### DATA SUPPLIED ###

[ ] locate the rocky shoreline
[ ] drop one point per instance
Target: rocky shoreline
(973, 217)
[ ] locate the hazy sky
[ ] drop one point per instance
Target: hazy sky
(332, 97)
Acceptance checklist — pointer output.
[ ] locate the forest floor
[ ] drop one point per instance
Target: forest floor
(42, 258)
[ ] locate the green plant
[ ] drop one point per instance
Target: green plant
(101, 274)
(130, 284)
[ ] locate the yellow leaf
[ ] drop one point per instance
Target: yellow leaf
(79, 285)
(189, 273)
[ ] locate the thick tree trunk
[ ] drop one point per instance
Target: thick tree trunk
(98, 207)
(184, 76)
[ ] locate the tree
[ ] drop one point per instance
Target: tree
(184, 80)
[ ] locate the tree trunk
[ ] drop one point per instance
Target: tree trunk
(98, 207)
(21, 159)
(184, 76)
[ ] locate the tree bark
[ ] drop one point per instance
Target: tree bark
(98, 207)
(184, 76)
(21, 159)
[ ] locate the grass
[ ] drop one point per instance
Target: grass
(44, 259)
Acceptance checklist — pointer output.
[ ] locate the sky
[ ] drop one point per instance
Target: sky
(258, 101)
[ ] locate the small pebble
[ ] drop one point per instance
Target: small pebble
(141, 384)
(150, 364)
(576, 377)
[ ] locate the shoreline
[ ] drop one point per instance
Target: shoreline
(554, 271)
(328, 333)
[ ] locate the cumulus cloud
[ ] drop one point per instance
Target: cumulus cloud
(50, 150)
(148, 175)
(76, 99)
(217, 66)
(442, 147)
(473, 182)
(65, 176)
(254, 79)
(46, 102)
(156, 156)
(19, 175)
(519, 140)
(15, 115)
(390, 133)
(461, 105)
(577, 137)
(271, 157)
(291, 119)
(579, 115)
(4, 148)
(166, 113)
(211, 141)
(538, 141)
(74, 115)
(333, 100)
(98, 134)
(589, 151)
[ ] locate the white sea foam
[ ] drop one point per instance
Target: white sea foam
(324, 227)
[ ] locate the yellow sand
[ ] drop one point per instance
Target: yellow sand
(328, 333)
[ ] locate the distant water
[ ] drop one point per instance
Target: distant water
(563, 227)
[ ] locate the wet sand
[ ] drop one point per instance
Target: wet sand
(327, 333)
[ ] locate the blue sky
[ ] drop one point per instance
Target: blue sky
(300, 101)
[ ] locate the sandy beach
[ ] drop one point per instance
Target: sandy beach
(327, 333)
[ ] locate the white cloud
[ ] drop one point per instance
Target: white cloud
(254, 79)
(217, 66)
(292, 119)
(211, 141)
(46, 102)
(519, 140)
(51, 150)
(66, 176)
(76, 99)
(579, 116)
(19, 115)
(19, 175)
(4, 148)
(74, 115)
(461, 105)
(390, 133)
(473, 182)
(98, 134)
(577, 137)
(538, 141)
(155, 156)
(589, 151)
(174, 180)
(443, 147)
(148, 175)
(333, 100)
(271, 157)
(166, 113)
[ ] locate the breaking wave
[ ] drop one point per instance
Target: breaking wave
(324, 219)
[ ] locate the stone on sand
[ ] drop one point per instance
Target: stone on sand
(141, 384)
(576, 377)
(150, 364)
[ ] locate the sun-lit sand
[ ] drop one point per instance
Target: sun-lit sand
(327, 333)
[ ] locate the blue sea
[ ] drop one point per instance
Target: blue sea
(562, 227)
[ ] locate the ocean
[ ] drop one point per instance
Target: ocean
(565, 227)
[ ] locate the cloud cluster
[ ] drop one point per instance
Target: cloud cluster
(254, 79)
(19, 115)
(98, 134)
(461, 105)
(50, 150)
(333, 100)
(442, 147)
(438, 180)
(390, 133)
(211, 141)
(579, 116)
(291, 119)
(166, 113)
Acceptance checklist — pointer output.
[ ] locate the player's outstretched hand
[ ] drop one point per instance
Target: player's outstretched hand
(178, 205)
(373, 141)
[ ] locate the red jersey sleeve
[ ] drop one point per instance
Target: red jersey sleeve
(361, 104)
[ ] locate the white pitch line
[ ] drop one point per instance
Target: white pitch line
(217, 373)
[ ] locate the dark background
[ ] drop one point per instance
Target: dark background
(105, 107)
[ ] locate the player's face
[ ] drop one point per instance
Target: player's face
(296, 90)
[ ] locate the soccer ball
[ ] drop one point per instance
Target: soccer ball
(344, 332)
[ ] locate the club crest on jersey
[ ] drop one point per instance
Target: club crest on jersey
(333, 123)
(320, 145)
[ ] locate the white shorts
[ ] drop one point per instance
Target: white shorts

###

WHAT YOU NEED TO DO → Rewrite the entries from the line containing "[ ] locate the soccer ball" through the end of the entries, inclusive, replacing "soccer ball" with "match ball" and leaving everything else unchanged.

RESPONSE TO THIS EXERCISE →
[ ] locate the match ball
[ ] drop one point per instance
Target: match ball
(344, 332)
[ ] locate the club crest on jersey
[ ] drop one point per instance
Target: club crest on jersey
(333, 123)
(320, 145)
[ ] locate the white shorts
[ ] drop one point per instance
Target: white shorts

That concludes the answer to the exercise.